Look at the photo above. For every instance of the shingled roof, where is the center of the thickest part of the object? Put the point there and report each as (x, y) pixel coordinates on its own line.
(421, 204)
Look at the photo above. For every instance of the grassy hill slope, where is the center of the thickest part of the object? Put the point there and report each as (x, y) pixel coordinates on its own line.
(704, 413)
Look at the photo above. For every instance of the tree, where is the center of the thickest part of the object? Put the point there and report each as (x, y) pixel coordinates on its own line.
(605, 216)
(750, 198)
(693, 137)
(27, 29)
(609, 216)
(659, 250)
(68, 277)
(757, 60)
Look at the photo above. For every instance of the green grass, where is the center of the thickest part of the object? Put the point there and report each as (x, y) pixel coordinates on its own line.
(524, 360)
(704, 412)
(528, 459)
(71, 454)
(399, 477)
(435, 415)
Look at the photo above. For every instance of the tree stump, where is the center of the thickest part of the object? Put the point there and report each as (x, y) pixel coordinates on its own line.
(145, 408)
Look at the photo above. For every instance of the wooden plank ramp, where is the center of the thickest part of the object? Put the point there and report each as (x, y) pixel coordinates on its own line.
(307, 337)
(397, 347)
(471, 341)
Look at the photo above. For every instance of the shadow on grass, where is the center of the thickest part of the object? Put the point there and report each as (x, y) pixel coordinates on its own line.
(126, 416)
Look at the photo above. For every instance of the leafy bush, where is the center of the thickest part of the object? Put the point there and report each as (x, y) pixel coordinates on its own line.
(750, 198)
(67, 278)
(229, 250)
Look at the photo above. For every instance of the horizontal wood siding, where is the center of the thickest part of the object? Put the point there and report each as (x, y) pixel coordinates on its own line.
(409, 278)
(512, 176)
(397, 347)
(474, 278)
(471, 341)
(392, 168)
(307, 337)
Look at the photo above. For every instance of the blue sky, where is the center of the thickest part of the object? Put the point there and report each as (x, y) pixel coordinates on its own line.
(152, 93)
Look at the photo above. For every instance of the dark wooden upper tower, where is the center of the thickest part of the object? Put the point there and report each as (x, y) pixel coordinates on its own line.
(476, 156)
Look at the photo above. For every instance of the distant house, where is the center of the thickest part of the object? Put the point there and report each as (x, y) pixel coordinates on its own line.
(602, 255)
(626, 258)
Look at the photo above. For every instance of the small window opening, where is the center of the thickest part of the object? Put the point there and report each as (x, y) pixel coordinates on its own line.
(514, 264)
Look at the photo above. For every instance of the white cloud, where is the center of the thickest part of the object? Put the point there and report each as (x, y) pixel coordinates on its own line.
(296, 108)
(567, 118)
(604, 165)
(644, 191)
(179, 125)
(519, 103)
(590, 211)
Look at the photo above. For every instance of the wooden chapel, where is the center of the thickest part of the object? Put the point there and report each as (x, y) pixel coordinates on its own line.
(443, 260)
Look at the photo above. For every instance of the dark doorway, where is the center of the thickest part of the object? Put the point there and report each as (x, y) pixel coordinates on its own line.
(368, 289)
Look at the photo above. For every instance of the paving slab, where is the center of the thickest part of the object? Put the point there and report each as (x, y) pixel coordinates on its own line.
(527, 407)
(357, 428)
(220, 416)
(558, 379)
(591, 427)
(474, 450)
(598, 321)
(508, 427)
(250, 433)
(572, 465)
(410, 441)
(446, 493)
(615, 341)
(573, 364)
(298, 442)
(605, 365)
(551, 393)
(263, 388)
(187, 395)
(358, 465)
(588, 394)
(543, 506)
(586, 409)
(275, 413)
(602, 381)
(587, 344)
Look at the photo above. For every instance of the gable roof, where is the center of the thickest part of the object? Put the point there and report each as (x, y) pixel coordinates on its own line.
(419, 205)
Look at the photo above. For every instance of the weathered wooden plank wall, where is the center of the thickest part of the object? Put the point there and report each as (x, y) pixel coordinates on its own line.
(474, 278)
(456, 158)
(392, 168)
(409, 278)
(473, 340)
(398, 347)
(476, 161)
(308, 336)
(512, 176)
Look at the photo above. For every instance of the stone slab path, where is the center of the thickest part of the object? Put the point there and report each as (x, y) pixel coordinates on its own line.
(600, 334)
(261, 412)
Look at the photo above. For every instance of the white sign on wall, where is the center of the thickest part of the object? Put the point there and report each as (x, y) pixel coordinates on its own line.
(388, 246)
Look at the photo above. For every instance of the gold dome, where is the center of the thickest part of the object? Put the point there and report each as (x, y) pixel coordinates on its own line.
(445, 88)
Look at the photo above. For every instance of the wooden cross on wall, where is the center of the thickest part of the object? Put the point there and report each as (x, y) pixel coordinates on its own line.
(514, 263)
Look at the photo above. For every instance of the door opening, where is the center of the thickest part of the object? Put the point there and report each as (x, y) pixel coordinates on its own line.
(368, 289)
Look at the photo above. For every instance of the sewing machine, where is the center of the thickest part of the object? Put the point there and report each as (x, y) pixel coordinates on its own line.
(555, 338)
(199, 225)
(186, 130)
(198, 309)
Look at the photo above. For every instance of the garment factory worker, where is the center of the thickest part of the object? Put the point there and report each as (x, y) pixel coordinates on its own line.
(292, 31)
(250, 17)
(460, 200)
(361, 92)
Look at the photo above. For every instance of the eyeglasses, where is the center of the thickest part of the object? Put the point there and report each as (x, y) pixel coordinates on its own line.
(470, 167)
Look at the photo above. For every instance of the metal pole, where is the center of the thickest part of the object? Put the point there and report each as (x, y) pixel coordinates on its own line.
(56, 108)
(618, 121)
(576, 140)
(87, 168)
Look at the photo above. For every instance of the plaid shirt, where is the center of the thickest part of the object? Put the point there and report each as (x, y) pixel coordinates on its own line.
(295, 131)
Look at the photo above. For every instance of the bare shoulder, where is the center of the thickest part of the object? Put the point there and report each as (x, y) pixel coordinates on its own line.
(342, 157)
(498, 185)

### Your objective
Reproduce verbatim every line from the one containing "Look at the photo above. For every instance of the plaid" through the last of the rows, including both ends.

### Expected answer
Look at the photo above. For every instance of the plaid shirt, where is the center of the thickest part of the object? Put the point there and report each as (x, y) pixel coordinates on its own line.
(295, 131)
Look at the photo above. For every instance of the bare shoulder, where is the center of the thickest part of the object? Put the point there and report each as (x, y) pixel coordinates on its own line.
(342, 157)
(498, 185)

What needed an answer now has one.